Article =>
Re: [RFC PATCH 1/2] mm, tree wide: replace __GFP_REPEAT by __GFP_RETRY_HARD with more useful semantic

linux-mm.kvack.org archive mirror
 help / color / mirror / Atom feed

From: Tetsuo Handa <penguin-kernel@I-love.SAKURA.ne.jp>
To: mhocko@kernel.org
Cc: linux-mm@kvack.org, akpm@linux-foundation.org, mgorman@suse.de,
	vbabka@suse.cz, hannes@cmpxchg.org, riel@redhat.com,
	david@fromorbit.com, linux-kernel@vger.kernel.org
Subject: Re: [RFC PATCH 1/2] mm, tree wide: replace __GFP_REPEAT by __GFP_RETRY_HARD with more useful semantic
Date: Sat, 11 Jun 2016 23:35:49 +0900	[thread overview]
Message-ID: <201606112335.HBG09891.OLFJOFtVMOQHSF@I-love.SAKURA.ne.jp> (raw)
In-Reply-To: <20160607123149.GK12305@dhcp22.suse.cz>

Michal Hocko wrote:
> On Tue 07-06-16 21:11:03, Tetsuo Handa wrote:
> > Remaining __GFP_REPEAT users are not always doing costly allocations.
> 
> Yes but...
> 
> > Sometimes they pass __GFP_REPEAT because the size is given from userspace.
> > Thus, unconditional s/__GFP_REPEAT/__GFP_RETRY_HARD/g is not good.
> 
> Would that be a regression though? Strictly speaking the __GFP_REPEAT
> documentation was explicit to not loop for ever. So nobody should have
> expected nofail semantic pretty much by definition. The fact that our
> previous implementation was not fully conforming to the documentation is
> just an implementation detail.  All the remaining users of __GFP_REPEAT
> _have_ to be prepared for the allocation failure. So what exactly is the
> problem with them?

A !costly allocation becomes weaker than now if __GFP_RETRY_HARD is passed.

> > >  	/* Reclaim has failed us, start killing things */
> > >  	page = __alloc_pages_may_oom(gfp_mask, order, ac, &did_some_progress);
> > >  	if (page)
> > > @@ -3719,6 +3731,7 @@ __alloc_pages_slowpath(gfp_t gfp_mask, unsigned int order,
> > >  	/* Retry as long as the OOM killer is making progress */
> > >  	if (did_some_progress) {
> > >  		no_progress_loops = 0;
> > > +		passed_oom = true;
> > 
> > This is too premature. did_some_progress != 0 after returning from
> > __alloc_pages_may_oom() does not mean the OOM killer was invoked. It only means
> > that mutex_trylock(&oom_lock) was attempted.
> 
> which means that we have reached the OOM condition and _somebody_ is
> actaully handling the OOM on our behalf.

Exercise brief =>
Reproduce word for word the passage of the mailing-list reply from "From: Tetsuo Handa" to "doing costly allocations.".

Collected data =>

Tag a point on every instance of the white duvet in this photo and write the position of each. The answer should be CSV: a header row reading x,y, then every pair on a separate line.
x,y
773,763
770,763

Response for this exercise =>
From: Tetsuo Handa <penguin-kernel@I-love.SAKURA.ne.jp>
To: mhocko@kernel.org
Cc: linux-mm@kvack.org, akpm@linux-foundation.org, mgorman@suse.de,
	vbabka@suse.cz, hannes@cmpxchg.org, riel@redhat.com,
	david@fromorbit.com, linux-kernel@vger.kernel.org
Subject: Re: [RFC PATCH 1/2] mm, tree wide: replace __GFP_REPEAT by __GFP_RETRY_HARD with more useful semantic
Date: Sat, 11 Jun 2016 23:35:49 +0900	[thread overview]
Message-ID: <201606112335.HBG09891.OLFJOFtVMOQHSF@I-love.SAKURA.ne.jp> (raw)
In-Reply-To: <20160607123149.GK12305@dhcp22.suse.cz>

Michal Hocko wrote:
> On Tue 07-06-16 21:11:03, Tetsuo Handa wrote:
> > Remaining __GFP_REPEAT users are not always doing costly allocations.